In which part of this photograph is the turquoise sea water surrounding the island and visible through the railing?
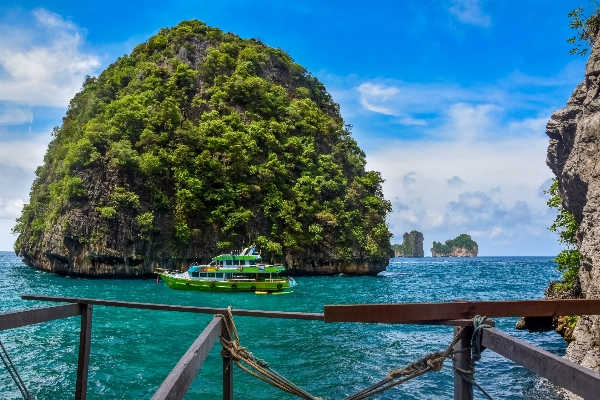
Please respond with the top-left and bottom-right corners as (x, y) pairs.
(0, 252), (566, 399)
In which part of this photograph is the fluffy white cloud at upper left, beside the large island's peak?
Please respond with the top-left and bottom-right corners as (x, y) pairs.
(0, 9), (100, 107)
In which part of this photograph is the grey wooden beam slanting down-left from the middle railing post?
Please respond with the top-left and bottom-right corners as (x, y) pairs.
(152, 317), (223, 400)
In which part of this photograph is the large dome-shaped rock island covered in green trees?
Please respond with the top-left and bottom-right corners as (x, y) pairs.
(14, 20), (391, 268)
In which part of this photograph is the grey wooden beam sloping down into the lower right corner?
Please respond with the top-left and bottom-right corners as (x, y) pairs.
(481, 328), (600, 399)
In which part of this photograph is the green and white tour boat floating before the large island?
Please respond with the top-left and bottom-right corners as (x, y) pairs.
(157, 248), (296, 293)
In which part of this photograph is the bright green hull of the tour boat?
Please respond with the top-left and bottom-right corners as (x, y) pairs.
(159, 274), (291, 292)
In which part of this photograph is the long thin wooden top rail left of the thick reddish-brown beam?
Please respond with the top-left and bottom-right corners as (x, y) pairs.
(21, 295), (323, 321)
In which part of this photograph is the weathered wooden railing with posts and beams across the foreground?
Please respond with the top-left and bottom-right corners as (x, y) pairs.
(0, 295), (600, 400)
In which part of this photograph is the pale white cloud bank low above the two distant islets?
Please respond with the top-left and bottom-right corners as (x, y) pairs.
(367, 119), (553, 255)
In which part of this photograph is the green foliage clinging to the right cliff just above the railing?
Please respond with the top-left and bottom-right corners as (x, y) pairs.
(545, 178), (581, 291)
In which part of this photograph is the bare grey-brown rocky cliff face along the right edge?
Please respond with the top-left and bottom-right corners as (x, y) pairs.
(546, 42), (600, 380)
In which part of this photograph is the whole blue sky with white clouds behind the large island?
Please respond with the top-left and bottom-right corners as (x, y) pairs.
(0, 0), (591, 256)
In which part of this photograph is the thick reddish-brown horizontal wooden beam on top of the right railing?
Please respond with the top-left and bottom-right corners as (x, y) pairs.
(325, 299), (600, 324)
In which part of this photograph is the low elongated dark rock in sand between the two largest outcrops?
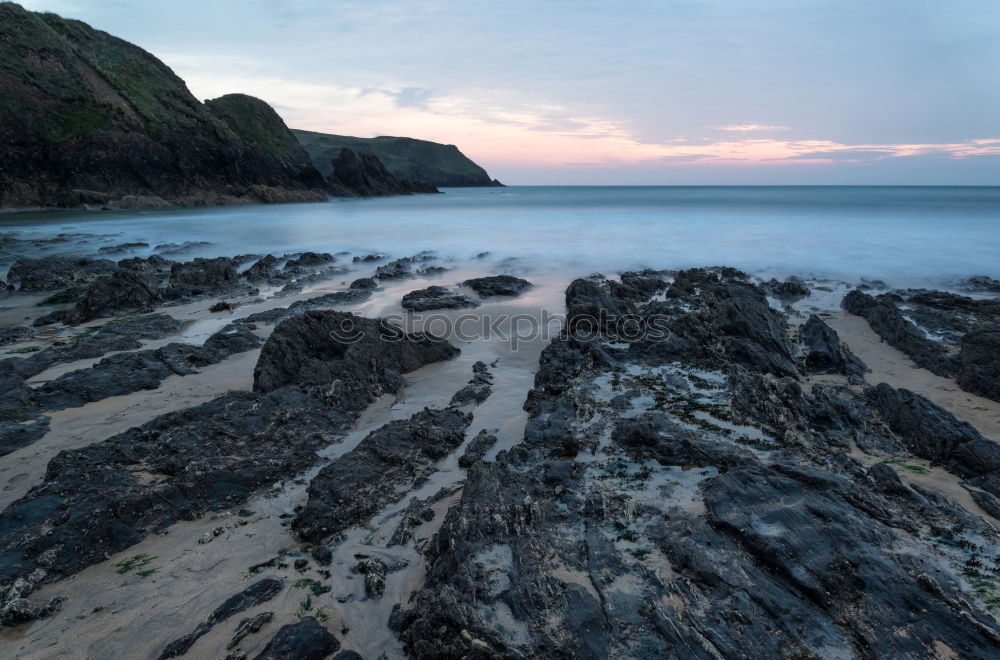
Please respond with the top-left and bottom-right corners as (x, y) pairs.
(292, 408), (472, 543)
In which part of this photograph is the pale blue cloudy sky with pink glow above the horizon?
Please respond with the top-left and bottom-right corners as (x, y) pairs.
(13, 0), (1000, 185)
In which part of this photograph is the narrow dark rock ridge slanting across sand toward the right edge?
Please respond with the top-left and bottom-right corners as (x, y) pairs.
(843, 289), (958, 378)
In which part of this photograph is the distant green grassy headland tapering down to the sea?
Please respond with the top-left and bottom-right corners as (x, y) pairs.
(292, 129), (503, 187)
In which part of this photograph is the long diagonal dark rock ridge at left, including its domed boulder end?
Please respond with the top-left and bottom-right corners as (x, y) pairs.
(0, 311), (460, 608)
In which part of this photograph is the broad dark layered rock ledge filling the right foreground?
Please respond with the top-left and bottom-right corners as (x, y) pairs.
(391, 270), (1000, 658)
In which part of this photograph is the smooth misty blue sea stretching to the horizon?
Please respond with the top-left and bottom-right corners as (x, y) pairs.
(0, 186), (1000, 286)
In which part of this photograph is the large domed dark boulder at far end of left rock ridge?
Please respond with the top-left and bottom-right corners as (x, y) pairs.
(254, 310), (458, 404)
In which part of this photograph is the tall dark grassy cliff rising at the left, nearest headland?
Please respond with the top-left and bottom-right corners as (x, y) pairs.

# [WORK TO COMPLETE]
An exact copy of every record above is needed, with all pictures left out.

# [TASK ANSWER]
In which part of this photograph is the turquoise sea water surrounding the island and visible through the railing?
Please respond with the top-left and bottom-right corners as (x, y) pairs.
(0, 252), (566, 399)
In which part of this photograph is the fluffy white cloud at upper left, beside the large island's peak?
Please respond with the top-left and bottom-right corners as (x, y) pairs.
(0, 9), (100, 107)
In which part of this photograph is the grey wooden beam slanting down-left from the middle railing post?
Please respond with the top-left and bottom-right corners as (x, y) pairs.
(152, 317), (223, 400)
In which part of this photograph is the large dome-shaped rock island covered in green trees?
Please respond with the top-left and bottom-right corners as (x, y) pairs.
(14, 20), (391, 268)
In which part of this photograph is the grey wooden beam sloping down into the lower right corner?
Please respond with the top-left and bottom-right corners as (x, y) pairs.
(481, 328), (600, 399)
In which part of this photograph is the green and white tour boat floating before the large island?
Please respond with the top-left and bottom-right corners as (x, y) pairs.
(157, 248), (296, 293)
In which part of this photograph is the bright green hull of the tour boat?
Please respond with the top-left and bottom-right corners as (x, y) pairs.
(159, 274), (291, 292)
In which part of this photograph is the long thin wooden top rail left of the thick reddish-brown beam?
Please respond with the top-left and bottom-right corners as (x, y) pairs.
(21, 295), (323, 321)
In which part of this photograph is the weathered wooden railing with posts and beams across the foreground?
Please respond with the top-left and bottom-right corners as (x, y) pairs.
(0, 295), (600, 400)
In which part of this photograph is the pale white cloud bank low above the two distant islets?
Please respond with the top-left and bottom-right corners as (x, y) pairs.
(367, 119), (553, 255)
In which part of this photograph is the green foliage clinging to the right cliff just above the railing?
Please respond with the top-left and bottom-right corners as (x, y) pairs.
(545, 178), (581, 291)
In which part of this photograph is the bare grey-brown rocky cliff face along the right edge?
Please respond with the top-left and bottom-right corners as (x, y) pairs.
(546, 42), (600, 380)
In which part of this photograph is the whole blue sky with white clouds behind the large island?
Please respond with the top-left and bottom-right corners as (x, y) pairs.
(0, 0), (591, 256)
In which part of this photograph is the thick reddish-brown horizontal wooden beam on top of the right railing?
Please respond with the top-left and bottom-right corners as (x, y) pairs.
(325, 299), (600, 324)
In which part of this photograph is the low elongated dark rock in sand between the two largest outcrops?
Please respond with the top-left and bottom-right corners as (x, y) pairs.
(292, 408), (472, 543)
In which part of this photograph is the pale blue cloudy sky with pink glow above the horizon?
Please respond with the top-left and bottom-right corners as (x, y) pairs.
(13, 0), (1000, 185)
In which part of this photograph is the narrow dark rock ridge slanting across sand toward the right edge?
Please respond with the top-left and bottom-right corners as (x, y) pairs.
(843, 289), (958, 378)
In which part of this photograph is the distant green grassy headland tapering down to the sea?
Please respond with the top-left and bottom-right corners as (x, y) pairs.
(292, 129), (503, 187)
In which part of this photograph is the long diagonal dark rock ridge at left, including its domed boulder end?
Please respond with the top-left and bottom-right corners as (x, y) pairs.
(0, 311), (460, 608)
In which part of this photograph is the broad dark layered rock ledge filling the right foreground?
Please respond with the top-left and bottom-right corners as (x, y) pairs.
(391, 270), (1000, 658)
In which part of this photograph is the smooth misty blue sea stretching to the horizon?
Please respond with the top-left and bottom-right corners as (x, y) pairs.
(0, 186), (1000, 286)
In which part of this photograph is the large domed dark boulder at far end of left rock ridge?
Please respond with the top-left and bottom-right corners as (x, y) pairs.
(254, 310), (458, 404)
In which part of this photograph is the tall dark grassy cliff rising at the left, nearest headland?
Please respond with the top-left and bottom-right corners as (x, y) pairs.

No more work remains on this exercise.